## Goal
Format the stretch of the listing below, from the line containing "Can you see the white sailboat" through the line containing "x=432, y=195", as a two-column CSV with the columns text and answer. Each row pairs one text with its answer, each in a single quoted field with line breaks replaced by spaces.

[Records from a data collection]
__________

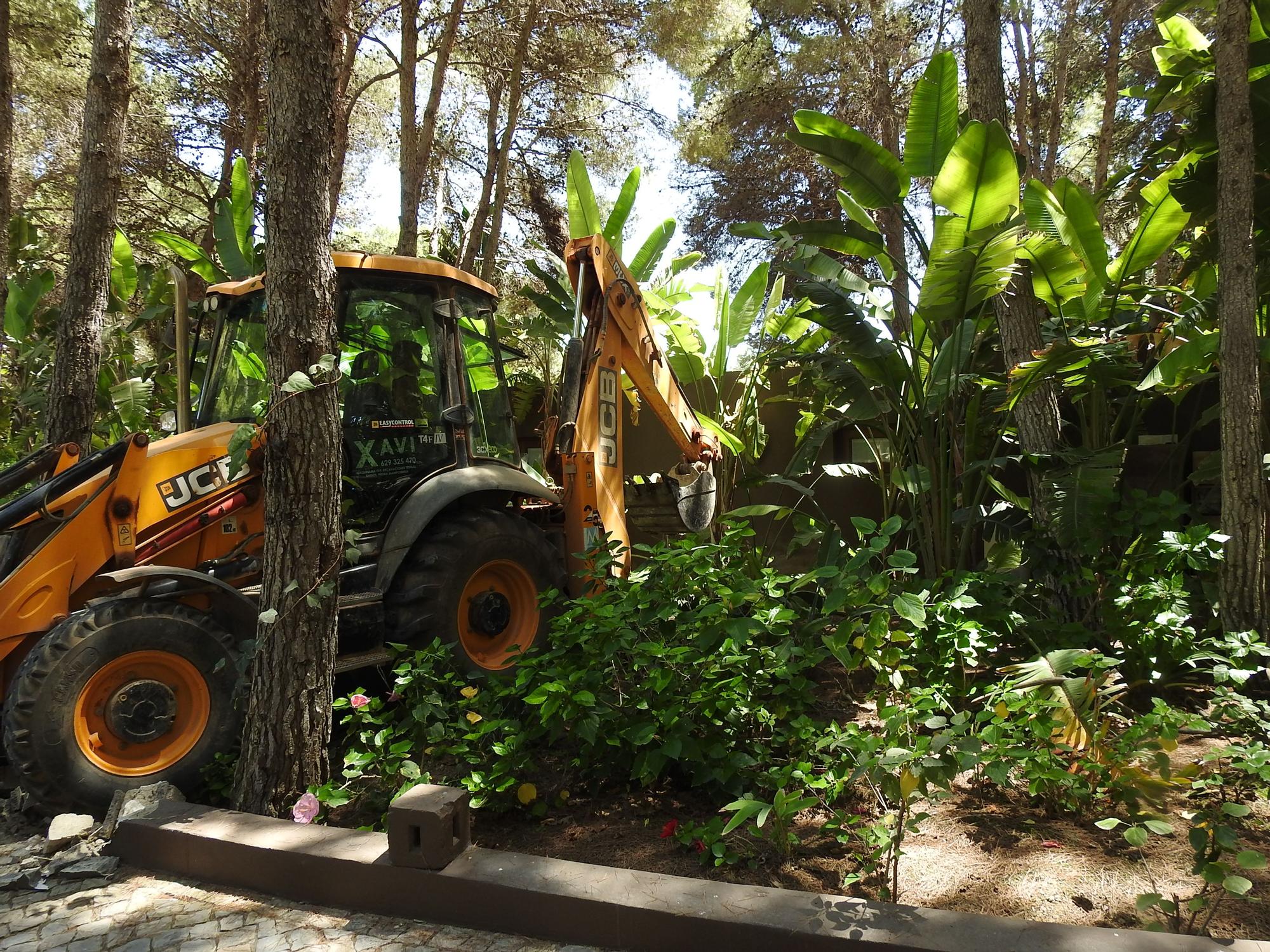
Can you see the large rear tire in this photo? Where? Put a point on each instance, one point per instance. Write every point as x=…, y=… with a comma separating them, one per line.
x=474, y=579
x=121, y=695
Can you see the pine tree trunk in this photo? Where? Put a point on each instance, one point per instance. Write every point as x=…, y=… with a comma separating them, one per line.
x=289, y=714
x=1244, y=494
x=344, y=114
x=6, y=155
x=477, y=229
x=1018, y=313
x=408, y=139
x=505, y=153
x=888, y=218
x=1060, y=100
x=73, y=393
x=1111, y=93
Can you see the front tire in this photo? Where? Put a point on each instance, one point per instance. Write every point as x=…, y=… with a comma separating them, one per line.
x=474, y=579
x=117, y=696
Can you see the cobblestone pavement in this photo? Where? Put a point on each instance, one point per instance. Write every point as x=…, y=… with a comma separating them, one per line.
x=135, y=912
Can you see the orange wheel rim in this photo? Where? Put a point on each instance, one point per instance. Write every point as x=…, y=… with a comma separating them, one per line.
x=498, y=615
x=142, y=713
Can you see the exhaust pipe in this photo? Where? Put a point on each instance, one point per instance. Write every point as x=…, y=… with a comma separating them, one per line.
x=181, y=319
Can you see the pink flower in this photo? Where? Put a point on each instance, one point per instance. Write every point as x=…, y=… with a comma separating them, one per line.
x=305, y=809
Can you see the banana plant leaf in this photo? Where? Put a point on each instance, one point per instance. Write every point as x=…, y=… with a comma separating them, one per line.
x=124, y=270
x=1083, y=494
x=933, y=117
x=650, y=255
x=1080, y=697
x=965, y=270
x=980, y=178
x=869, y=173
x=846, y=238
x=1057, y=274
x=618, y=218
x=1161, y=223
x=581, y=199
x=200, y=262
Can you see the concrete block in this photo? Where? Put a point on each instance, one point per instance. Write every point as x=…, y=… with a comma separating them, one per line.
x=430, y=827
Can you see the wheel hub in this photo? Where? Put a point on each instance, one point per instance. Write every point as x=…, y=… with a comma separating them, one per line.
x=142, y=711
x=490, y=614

__________

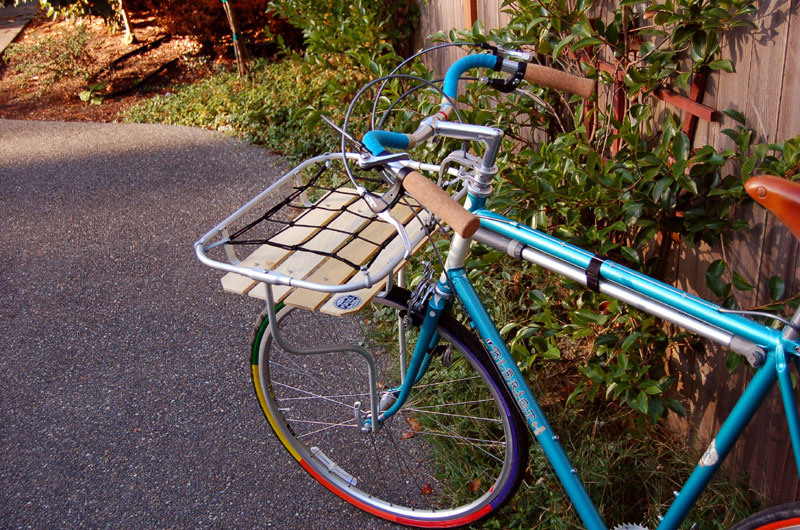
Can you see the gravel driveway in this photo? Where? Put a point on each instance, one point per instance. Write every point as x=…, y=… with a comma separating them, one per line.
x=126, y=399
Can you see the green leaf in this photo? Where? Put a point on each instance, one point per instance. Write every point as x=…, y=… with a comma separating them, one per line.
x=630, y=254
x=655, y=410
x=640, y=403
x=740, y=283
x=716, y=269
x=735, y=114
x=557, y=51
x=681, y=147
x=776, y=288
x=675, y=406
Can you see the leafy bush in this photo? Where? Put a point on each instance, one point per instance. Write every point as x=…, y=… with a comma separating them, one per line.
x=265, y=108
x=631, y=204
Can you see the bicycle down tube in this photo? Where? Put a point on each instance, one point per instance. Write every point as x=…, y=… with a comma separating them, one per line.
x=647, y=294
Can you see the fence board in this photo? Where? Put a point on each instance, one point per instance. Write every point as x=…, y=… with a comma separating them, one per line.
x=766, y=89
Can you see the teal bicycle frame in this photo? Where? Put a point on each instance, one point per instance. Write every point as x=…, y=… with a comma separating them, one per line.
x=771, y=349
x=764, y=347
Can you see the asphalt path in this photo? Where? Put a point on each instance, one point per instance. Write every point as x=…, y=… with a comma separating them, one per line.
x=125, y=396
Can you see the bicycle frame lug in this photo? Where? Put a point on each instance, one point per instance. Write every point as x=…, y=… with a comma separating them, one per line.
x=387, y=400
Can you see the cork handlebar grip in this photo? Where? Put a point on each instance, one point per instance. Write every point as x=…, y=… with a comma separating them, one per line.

__________

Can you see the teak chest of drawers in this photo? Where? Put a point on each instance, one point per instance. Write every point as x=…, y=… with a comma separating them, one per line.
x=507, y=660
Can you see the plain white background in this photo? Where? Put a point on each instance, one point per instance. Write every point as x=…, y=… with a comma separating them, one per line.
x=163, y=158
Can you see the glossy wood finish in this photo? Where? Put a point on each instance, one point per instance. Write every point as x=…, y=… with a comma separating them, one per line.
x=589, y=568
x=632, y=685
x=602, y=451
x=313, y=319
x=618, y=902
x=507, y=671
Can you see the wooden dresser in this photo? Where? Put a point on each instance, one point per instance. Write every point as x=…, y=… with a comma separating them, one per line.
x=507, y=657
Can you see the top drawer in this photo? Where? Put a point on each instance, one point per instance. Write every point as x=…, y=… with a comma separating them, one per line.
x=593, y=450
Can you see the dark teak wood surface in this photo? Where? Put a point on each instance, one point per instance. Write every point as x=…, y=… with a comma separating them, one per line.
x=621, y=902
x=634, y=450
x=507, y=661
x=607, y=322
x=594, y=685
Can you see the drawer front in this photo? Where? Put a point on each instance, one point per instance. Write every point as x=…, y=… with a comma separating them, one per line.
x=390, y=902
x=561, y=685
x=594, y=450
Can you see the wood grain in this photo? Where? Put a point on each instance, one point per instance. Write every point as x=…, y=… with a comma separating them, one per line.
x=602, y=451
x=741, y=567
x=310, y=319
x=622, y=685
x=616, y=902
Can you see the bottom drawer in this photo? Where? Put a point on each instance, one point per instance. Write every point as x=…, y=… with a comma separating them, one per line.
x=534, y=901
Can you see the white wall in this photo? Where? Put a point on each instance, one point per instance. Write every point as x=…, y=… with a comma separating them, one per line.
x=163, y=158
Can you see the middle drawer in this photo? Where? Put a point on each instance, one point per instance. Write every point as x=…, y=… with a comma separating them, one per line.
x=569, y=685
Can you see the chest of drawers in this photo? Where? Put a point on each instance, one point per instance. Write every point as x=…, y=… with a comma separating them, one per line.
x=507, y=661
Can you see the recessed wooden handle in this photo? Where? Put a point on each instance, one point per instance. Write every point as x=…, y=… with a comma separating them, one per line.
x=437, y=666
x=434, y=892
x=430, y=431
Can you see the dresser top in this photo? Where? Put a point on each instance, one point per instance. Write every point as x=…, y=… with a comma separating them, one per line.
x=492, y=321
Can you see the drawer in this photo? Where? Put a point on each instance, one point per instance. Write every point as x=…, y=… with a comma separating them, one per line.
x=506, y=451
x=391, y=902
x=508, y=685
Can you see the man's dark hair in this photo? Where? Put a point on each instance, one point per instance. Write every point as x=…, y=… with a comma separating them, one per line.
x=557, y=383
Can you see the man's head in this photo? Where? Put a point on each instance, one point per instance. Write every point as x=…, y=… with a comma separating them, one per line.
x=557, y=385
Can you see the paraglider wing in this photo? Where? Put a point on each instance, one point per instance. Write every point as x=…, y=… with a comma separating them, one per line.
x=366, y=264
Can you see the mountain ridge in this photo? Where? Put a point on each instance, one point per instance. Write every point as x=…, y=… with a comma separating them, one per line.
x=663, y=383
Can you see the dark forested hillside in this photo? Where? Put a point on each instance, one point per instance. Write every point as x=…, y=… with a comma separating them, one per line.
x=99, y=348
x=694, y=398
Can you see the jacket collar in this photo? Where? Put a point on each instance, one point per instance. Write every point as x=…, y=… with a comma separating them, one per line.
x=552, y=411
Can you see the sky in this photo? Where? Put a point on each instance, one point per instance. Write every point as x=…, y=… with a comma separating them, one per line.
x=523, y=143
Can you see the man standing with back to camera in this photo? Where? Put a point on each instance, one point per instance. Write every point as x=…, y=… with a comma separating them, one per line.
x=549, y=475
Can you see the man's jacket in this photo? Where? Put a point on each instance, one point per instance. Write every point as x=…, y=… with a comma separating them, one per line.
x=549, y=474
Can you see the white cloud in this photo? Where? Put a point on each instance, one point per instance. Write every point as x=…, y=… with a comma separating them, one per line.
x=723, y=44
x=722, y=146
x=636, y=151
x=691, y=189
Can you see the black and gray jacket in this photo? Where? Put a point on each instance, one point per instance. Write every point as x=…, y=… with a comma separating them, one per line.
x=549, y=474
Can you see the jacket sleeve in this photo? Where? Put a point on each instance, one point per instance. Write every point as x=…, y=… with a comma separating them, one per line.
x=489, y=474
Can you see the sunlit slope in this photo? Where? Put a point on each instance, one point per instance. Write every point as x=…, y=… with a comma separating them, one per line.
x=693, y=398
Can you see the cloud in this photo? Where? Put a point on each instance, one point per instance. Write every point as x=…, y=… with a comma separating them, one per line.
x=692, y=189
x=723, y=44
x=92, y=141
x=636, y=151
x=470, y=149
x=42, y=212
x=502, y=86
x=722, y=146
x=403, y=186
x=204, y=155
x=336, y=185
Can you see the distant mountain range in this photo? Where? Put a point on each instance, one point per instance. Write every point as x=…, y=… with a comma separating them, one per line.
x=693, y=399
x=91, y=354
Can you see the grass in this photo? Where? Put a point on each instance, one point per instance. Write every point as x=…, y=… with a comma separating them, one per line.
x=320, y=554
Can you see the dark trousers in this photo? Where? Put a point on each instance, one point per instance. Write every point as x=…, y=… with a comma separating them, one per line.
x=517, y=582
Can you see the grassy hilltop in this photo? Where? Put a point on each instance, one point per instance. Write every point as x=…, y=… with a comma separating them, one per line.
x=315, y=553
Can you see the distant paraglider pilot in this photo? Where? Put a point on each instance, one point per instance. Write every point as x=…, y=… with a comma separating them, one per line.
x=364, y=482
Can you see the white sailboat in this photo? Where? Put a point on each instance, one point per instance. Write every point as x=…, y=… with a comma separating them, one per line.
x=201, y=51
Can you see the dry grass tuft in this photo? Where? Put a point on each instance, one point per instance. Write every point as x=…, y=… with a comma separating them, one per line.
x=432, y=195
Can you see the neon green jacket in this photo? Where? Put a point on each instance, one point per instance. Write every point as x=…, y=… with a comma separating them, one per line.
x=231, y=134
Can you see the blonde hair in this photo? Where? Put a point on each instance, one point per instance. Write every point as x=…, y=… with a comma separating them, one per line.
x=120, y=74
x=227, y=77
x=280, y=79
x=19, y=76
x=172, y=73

__________

## Solved exercise
text,answer
"Can you see the white sailboat in this photo? Where? Put a point on each instance, one point per instance. Write every point as x=…, y=… with a comma separating them, one per line.","x=201, y=51"
"Can you see the dry grass tuft in this photo? Where? Put a point on each instance, one point per instance. Write every point as x=…, y=… with a comma separating them, one per line.","x=432, y=195"